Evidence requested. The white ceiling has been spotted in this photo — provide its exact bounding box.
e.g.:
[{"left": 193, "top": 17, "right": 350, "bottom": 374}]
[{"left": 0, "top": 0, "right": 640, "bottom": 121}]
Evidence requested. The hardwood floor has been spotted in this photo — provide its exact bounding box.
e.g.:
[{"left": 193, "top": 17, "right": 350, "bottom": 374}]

◇ ◇ ◇ ◇ ◇ ◇ ◇

▶ Your task:
What are the lines from the one with "Evidence requested. The hardwood" through the last line of the records above? Quote them exactly and add nothing.

▶ Task answer:
Evidence requested. The hardwood floor has been spotted in this photo — provide its exact bounding box.
e.g.:
[{"left": 193, "top": 17, "right": 350, "bottom": 374}]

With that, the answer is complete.